Your instructions:
Quote word for word the lines of the material below, starting at the line that contains "point_to(query) returns, for every instance of the brown" and ending at the line that contains "pixel 189 168".

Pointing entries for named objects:
=====
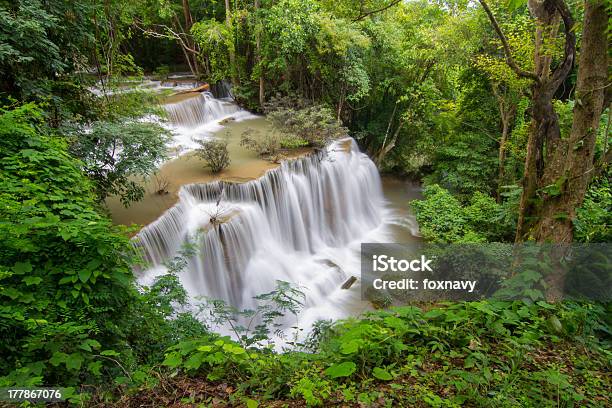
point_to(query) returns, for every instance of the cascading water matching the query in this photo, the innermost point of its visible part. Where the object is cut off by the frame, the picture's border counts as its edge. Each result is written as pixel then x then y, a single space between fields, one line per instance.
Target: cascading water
pixel 199 110
pixel 198 116
pixel 302 222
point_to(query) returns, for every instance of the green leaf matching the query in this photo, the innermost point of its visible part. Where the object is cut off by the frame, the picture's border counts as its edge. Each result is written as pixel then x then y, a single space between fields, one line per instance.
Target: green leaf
pixel 22 267
pixel 251 403
pixel 32 280
pixel 350 347
pixel 173 360
pixel 74 361
pixel 58 358
pixel 195 361
pixel 341 370
pixel 381 374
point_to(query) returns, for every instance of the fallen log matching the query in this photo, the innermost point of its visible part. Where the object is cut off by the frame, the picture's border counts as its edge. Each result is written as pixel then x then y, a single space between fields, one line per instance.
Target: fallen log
pixel 349 282
pixel 201 88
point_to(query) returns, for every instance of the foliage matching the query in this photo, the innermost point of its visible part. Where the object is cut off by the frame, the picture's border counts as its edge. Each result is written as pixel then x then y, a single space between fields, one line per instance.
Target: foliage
pixel 113 153
pixel 266 145
pixel 593 222
pixel 70 312
pixel 477 354
pixel 253 326
pixel 443 218
pixel 40 42
pixel 314 125
pixel 466 164
pixel 214 153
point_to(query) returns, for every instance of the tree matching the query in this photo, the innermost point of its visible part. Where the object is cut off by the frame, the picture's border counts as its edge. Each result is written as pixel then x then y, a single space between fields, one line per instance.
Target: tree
pixel 114 153
pixel 544 143
pixel 573 161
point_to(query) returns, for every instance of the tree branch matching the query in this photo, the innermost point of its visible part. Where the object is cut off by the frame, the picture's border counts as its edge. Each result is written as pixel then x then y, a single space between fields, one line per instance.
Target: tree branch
pixel 563 70
pixel 509 60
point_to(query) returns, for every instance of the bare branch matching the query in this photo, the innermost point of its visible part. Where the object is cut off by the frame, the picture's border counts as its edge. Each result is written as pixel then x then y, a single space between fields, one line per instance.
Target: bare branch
pixel 563 70
pixel 509 60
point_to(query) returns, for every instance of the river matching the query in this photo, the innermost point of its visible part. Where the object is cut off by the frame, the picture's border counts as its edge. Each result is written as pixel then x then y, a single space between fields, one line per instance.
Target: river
pixel 300 221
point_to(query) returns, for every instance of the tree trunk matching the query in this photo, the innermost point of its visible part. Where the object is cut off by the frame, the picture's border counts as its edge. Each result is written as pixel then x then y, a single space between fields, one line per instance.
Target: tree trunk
pixel 576 161
pixel 232 54
pixel 262 96
pixel 544 162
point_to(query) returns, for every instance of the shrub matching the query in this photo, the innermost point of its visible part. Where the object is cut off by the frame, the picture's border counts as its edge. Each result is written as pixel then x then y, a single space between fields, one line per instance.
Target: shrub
pixel 443 218
pixel 314 125
pixel 265 145
pixel 214 153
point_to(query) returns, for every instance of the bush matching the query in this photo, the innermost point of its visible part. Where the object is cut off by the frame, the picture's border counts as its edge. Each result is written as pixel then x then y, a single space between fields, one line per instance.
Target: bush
pixel 313 125
pixel 265 145
pixel 594 218
pixel 467 163
pixel 214 153
pixel 443 218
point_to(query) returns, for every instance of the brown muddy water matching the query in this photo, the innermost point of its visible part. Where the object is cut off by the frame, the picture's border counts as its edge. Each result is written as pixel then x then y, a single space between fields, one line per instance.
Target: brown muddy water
pixel 189 168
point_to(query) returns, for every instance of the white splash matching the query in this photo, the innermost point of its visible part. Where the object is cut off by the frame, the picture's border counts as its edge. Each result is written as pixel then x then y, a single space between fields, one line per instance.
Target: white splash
pixel 199 117
pixel 302 222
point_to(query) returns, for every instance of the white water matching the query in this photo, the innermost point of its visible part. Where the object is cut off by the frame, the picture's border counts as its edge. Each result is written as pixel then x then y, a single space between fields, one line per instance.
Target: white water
pixel 302 222
pixel 198 117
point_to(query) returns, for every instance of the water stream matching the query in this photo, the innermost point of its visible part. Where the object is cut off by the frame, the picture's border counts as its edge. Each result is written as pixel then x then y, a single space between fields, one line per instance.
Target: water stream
pixel 302 222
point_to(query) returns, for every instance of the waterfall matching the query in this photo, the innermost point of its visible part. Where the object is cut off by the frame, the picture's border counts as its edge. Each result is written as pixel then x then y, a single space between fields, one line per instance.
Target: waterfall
pixel 198 117
pixel 302 222
pixel 199 110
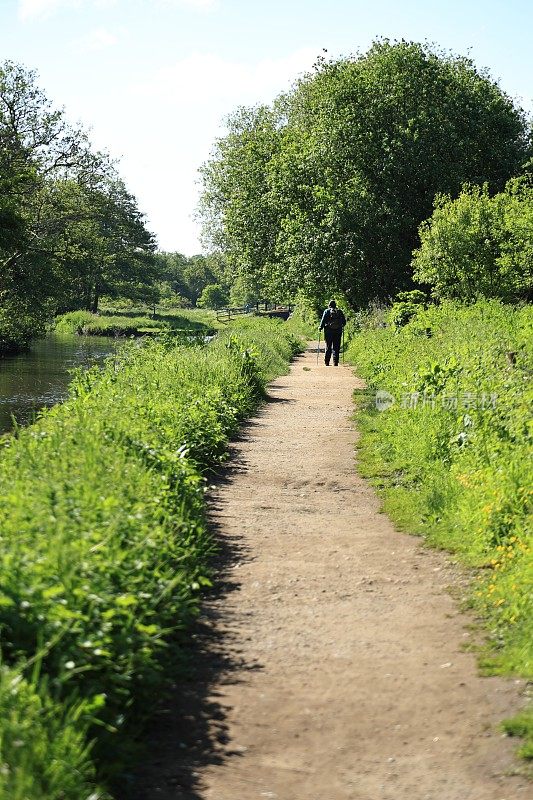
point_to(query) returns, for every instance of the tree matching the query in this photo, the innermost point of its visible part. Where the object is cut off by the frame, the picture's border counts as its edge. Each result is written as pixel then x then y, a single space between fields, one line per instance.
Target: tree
pixel 213 296
pixel 478 245
pixel 69 230
pixel 325 191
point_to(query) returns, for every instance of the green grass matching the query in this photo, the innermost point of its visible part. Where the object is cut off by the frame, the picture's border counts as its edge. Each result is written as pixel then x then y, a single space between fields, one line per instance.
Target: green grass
pixel 113 322
pixel 460 474
pixel 105 550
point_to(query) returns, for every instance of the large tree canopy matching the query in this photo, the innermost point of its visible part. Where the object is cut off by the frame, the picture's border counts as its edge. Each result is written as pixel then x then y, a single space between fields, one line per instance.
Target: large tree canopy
pixel 326 190
pixel 69 230
pixel 479 245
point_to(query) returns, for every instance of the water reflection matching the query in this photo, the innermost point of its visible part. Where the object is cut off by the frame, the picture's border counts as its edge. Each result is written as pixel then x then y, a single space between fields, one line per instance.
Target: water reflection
pixel 41 377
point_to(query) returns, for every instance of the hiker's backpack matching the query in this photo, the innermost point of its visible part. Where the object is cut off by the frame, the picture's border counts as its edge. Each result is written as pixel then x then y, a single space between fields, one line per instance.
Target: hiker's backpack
pixel 334 320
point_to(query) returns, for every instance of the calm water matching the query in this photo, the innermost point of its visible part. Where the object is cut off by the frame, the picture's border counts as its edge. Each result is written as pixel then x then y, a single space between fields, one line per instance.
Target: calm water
pixel 41 377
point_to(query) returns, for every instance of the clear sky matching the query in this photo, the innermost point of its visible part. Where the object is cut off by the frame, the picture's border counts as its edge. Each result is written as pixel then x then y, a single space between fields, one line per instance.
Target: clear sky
pixel 154 79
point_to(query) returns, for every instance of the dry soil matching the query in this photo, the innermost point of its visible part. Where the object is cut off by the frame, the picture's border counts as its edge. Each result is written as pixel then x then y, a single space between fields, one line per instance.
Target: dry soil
pixel 330 659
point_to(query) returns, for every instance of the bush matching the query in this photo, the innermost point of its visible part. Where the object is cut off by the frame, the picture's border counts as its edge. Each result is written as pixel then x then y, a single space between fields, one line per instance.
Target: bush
pixel 478 245
pixel 104 547
pixel 406 306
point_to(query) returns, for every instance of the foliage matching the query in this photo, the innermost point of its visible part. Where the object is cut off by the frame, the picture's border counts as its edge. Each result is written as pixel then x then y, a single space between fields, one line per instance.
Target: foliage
pixel 69 230
pixel 113 322
pixel 479 245
pixel 188 277
pixel 213 296
pixel 43 750
pixel 104 547
pixel 452 455
pixel 405 306
pixel 325 190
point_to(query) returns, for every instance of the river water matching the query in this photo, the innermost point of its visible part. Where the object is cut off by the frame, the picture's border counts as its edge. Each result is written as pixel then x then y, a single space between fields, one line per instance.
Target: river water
pixel 40 377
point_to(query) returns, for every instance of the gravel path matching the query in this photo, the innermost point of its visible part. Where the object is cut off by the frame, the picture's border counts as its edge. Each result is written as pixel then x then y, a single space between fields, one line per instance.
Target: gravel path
pixel 330 661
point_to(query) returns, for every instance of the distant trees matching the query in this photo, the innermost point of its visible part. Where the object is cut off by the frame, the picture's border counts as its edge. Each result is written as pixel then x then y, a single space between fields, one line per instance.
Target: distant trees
pixel 479 245
pixel 213 296
pixel 69 230
pixel 325 190
pixel 187 278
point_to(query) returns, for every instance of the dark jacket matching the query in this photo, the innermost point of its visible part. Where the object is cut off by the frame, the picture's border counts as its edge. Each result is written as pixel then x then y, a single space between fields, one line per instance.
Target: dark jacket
pixel 326 317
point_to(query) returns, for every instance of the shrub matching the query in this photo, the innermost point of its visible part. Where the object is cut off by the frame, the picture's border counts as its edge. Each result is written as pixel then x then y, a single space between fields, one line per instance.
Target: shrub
pixel 478 245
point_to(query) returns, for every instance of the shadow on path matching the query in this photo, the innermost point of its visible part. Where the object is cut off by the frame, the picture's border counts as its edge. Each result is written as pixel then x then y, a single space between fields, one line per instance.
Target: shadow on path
pixel 188 731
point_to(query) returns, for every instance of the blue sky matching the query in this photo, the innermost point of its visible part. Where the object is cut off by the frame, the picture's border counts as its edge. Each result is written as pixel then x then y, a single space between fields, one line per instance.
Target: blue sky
pixel 155 78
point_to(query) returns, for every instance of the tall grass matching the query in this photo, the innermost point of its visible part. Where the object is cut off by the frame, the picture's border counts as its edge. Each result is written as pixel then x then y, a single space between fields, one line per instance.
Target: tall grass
pixel 453 454
pixel 104 548
pixel 126 323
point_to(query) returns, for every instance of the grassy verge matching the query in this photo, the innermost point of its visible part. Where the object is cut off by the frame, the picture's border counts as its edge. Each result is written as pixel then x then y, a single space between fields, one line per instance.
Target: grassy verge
pixel 452 456
pixel 112 322
pixel 104 549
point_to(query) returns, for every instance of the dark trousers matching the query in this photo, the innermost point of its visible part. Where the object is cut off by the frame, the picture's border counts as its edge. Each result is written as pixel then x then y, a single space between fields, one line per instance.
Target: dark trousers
pixel 333 342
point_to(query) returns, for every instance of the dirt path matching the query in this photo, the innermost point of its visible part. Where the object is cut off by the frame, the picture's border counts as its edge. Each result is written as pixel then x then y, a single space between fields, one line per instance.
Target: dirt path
pixel 340 669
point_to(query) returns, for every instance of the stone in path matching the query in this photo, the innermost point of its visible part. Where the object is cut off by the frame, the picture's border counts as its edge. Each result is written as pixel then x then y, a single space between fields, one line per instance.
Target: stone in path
pixel 330 662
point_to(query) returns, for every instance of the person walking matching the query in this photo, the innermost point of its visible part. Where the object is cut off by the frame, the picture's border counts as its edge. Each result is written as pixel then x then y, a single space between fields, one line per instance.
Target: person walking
pixel 332 323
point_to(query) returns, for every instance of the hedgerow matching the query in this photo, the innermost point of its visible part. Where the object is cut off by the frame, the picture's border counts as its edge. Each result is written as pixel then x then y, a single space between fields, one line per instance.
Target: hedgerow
pixel 104 548
pixel 451 451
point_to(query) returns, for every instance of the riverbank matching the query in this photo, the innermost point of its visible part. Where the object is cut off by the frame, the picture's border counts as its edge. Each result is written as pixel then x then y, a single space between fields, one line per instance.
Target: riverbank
pixel 111 322
pixel 105 549
pixel 39 377
pixel 328 658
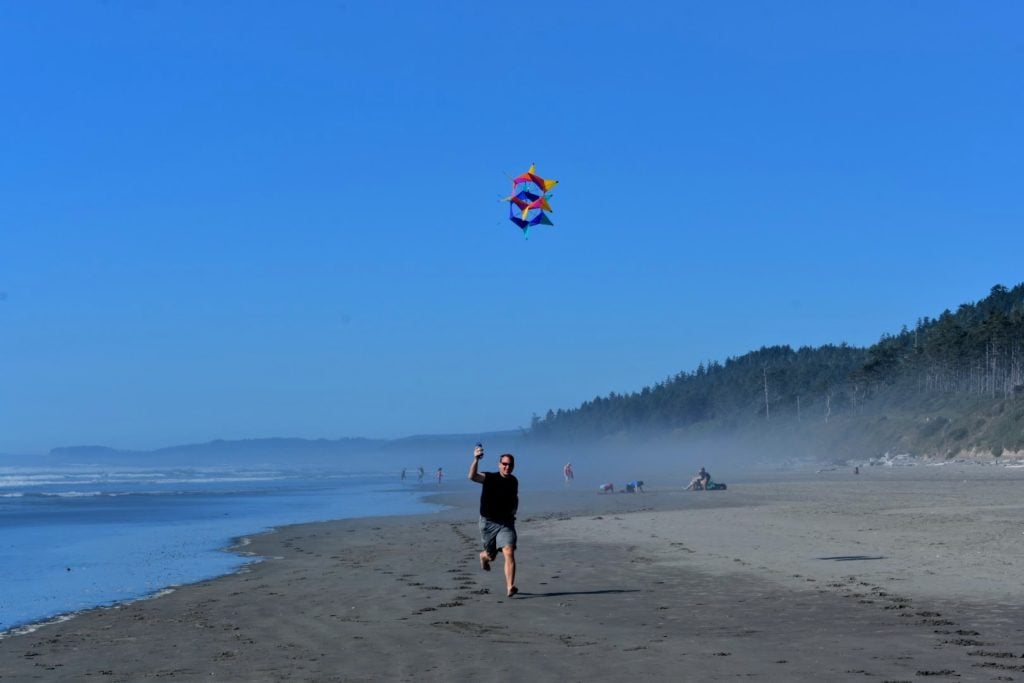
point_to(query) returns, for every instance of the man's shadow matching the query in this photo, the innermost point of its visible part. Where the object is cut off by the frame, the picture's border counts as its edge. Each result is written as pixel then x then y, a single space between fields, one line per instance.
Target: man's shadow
pixel 611 591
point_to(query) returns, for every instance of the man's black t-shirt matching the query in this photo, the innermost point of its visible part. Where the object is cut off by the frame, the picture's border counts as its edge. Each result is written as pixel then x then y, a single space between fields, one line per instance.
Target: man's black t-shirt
pixel 500 498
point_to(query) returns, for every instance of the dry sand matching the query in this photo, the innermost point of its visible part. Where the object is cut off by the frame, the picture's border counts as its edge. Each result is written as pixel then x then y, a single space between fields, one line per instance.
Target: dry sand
pixel 896 574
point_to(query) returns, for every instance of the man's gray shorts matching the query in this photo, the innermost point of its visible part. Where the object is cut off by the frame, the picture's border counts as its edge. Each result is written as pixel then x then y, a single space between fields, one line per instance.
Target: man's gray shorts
pixel 495 536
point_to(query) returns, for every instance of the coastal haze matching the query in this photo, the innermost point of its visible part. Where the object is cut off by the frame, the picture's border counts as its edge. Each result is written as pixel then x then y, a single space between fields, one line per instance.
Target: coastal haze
pixel 260 298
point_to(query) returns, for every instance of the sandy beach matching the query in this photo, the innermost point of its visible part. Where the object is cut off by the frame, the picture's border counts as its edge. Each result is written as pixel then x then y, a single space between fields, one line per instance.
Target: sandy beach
pixel 894 574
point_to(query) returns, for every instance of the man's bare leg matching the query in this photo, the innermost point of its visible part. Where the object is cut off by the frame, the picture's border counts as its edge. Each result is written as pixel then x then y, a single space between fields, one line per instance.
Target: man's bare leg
pixel 509 553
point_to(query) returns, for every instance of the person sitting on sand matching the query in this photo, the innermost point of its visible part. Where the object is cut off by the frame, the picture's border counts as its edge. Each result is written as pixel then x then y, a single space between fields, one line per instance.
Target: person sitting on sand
pixel 499 503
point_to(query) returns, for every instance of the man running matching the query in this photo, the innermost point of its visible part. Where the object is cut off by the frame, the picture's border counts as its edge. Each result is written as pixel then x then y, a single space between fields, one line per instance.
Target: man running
pixel 499 503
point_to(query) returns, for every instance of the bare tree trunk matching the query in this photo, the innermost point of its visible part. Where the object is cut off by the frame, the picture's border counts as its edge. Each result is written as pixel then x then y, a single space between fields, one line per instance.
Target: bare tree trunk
pixel 764 370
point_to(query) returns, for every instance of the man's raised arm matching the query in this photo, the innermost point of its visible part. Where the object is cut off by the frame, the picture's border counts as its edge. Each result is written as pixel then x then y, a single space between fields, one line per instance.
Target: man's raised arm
pixel 473 473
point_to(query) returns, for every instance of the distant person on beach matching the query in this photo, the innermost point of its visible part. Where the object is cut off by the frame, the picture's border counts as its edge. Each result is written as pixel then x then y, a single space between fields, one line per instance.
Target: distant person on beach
pixel 700 481
pixel 499 504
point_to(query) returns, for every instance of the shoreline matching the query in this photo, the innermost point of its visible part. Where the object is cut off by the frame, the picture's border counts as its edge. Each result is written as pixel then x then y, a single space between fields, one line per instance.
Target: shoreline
pixel 804 581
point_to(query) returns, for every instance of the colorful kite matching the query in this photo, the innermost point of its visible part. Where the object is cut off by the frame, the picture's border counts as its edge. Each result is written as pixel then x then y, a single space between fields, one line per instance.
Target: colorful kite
pixel 528 201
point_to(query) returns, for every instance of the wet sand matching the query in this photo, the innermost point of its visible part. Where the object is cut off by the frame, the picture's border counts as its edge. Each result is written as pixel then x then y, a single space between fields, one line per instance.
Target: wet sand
pixel 896 574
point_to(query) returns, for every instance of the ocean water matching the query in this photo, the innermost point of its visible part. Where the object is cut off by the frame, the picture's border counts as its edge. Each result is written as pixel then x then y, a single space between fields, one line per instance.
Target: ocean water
pixel 76 538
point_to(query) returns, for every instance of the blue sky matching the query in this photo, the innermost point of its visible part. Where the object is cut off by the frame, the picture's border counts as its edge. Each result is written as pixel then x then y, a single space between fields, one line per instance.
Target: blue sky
pixel 246 219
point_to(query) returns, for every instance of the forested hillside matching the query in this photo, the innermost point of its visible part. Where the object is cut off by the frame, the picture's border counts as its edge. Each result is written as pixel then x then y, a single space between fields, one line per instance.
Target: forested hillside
pixel 949 385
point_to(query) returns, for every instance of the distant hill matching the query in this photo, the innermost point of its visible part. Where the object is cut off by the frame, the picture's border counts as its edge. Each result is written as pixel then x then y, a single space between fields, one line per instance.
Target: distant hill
pixel 949 386
pixel 352 452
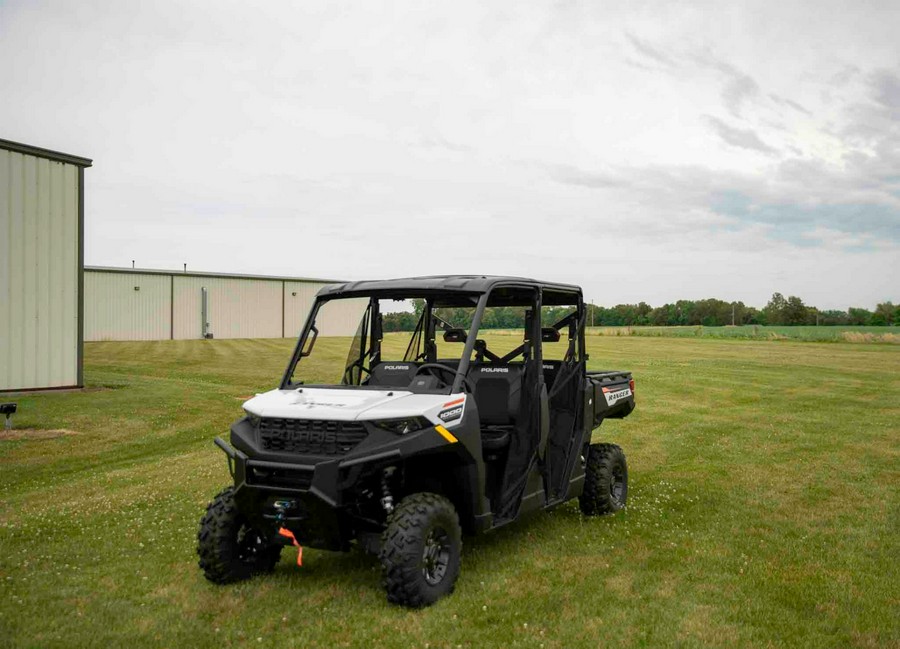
=====
Written answer:
point_to(query) returns, for every instance of the brown muddy water matching the query in this photo, the innermost point of its visible part. Where the object is cut off by the frame, the picture's border counts as its edge. Each result is written as pixel then x then y, a single space between fields, one line per instance.
Target: brown muddy water
pixel 189 168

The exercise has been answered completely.